__EXERCISE DESCRIPTION__
Rewrite the material starting at the line that contains "like [115, 179]." and ending at the end of the material. Replace "white cottage" with "white house" and leave everything else unchanged.

Data listing:
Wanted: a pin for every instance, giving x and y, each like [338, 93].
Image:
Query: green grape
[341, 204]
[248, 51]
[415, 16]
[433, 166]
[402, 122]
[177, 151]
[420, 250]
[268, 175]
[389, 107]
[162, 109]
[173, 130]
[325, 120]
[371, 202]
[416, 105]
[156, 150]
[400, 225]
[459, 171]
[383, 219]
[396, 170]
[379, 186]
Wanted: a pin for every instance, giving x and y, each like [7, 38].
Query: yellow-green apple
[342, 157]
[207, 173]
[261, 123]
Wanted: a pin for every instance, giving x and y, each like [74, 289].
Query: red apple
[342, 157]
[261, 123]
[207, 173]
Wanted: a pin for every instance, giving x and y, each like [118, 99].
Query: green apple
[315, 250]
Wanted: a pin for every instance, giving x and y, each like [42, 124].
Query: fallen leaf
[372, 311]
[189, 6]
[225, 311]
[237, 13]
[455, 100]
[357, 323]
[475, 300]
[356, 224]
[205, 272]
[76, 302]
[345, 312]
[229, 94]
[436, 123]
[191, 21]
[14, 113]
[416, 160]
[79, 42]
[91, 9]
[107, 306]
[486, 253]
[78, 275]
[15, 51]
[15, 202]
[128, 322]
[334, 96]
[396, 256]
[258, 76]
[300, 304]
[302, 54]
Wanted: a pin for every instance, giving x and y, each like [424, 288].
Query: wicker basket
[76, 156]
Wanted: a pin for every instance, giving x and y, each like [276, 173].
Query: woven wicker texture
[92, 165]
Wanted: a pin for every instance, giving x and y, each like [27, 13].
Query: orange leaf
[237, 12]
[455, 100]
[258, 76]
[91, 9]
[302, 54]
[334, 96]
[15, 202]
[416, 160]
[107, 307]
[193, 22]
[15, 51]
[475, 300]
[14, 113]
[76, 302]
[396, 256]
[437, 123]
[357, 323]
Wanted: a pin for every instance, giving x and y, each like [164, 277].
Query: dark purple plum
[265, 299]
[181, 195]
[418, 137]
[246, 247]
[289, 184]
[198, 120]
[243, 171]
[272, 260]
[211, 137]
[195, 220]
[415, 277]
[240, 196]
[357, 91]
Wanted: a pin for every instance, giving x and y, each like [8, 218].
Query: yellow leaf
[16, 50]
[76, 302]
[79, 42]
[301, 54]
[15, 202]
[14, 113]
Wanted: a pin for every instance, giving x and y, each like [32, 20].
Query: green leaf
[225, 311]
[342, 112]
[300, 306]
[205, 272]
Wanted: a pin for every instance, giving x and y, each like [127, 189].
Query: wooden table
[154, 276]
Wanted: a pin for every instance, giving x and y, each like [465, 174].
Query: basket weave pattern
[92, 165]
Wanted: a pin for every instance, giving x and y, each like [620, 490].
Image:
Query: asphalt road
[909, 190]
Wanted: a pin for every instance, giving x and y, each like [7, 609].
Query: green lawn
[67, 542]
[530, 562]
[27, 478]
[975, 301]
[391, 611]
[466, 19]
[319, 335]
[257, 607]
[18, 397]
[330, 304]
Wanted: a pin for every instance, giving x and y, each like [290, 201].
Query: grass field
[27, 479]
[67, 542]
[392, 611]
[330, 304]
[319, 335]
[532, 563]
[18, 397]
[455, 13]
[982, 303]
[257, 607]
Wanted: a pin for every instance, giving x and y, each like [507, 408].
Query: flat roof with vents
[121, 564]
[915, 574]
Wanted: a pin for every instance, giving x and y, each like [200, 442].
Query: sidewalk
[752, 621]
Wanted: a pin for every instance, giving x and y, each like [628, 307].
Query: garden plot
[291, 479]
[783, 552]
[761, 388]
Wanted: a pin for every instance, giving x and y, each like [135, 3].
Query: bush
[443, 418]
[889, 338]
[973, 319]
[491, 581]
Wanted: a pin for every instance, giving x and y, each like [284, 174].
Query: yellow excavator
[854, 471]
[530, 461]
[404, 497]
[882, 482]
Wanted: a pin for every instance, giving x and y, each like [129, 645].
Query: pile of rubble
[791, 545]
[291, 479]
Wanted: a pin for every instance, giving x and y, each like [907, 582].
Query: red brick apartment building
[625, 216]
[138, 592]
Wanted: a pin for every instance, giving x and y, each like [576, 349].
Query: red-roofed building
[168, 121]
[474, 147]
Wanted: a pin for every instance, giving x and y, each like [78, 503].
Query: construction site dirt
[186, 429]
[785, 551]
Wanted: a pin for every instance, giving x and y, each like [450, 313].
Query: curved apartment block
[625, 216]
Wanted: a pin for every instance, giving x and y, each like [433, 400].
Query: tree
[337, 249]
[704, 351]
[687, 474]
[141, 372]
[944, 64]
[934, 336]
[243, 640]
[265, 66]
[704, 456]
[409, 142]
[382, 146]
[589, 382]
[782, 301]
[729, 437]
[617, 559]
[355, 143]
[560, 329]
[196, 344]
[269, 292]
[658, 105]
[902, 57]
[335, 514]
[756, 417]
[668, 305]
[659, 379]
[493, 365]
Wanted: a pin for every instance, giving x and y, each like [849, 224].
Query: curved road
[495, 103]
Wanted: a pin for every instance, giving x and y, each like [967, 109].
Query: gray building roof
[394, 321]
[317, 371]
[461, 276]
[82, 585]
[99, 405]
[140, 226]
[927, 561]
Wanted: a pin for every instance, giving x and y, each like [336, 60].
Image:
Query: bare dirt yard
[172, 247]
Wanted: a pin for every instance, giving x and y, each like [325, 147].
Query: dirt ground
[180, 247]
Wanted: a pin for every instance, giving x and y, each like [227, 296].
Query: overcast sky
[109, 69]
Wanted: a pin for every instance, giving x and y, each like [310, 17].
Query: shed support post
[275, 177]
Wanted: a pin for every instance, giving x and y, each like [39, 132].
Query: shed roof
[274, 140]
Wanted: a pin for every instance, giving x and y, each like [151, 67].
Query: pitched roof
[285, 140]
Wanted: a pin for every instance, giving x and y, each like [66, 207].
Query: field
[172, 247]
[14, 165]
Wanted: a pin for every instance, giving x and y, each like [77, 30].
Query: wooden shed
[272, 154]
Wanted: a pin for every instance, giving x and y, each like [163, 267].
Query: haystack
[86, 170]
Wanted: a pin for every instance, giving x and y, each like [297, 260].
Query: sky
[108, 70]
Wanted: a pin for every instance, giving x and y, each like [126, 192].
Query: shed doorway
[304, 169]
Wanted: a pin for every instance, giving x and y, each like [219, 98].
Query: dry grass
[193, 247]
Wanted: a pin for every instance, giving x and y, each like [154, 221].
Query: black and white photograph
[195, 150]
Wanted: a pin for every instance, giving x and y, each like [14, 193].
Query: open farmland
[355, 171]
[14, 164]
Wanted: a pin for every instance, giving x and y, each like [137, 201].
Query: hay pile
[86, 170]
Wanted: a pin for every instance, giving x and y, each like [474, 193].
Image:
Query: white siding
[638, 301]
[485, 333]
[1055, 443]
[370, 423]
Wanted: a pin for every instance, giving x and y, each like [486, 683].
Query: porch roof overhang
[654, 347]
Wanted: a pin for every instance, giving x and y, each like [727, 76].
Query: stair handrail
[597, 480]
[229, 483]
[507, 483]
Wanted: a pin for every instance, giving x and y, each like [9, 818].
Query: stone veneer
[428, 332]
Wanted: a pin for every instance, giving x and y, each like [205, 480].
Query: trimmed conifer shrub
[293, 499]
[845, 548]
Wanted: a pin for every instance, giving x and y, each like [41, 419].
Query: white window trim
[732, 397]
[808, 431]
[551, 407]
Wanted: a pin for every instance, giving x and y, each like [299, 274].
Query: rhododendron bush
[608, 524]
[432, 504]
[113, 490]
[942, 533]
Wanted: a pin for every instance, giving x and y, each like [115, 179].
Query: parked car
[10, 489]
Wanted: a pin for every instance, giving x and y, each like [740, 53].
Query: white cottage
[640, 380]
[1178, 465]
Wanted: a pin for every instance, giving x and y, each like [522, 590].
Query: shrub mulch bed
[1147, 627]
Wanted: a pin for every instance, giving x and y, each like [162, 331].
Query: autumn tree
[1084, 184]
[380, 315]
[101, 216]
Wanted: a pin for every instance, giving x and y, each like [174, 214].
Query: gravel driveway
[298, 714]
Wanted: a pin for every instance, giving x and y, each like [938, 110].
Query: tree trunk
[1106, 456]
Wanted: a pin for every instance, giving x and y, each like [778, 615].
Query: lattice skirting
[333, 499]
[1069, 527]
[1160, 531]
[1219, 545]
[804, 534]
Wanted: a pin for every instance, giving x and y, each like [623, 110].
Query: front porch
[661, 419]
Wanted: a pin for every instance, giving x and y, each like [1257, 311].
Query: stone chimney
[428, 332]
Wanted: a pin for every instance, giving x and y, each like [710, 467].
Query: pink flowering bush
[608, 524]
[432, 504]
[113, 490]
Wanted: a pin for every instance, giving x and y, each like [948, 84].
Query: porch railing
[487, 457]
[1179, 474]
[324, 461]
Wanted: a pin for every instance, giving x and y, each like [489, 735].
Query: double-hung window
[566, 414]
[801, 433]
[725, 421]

__SOLUTION__
Wanted: a pin for every instance, giving x and y, each like [115, 179].
Query: parked car
[10, 489]
Wanted: a pin for every instance, giving x and y, each like [740, 53].
Query: white house
[640, 380]
[1178, 465]
Wanted: a pin for every instance, giving x and y, each like [522, 590].
Query: shrub mulch bed
[1147, 627]
Wanted: a pin for every instance, giving x and y, each like [162, 331].
Query: autumn tree
[1084, 184]
[380, 315]
[101, 216]
Wanted: a pin for every instance, giving x and y, each like [174, 214].
Query: gravel driveway
[298, 714]
Wanted: a pin for every instance, giving x and y, each like [938, 110].
Query: tree trunk
[1106, 456]
Wanted: a pin for every instance, giving x and y, each like [778, 615].
Query: lattice skirting
[333, 499]
[1069, 527]
[1160, 531]
[1219, 545]
[804, 534]
Wanted: a pin for every instance, giving x and y, each like [623, 110].
Query: front porch
[661, 419]
Wanted: a pin for every instance, giving x and y, each like [1257, 311].
Query: stone chimney
[428, 332]
Wanted: a pin for every instance, giving x and y, each like [710, 467].
Query: pink flowering bush
[608, 524]
[432, 504]
[113, 490]
Wanted: a pin for every instance, giving x and y, each like [948, 84].
Query: porch railing
[487, 457]
[1179, 474]
[324, 461]
Wanted: a pin for every instance, giving x and y, each like [489, 735].
Query: double-hung window
[566, 414]
[801, 433]
[725, 421]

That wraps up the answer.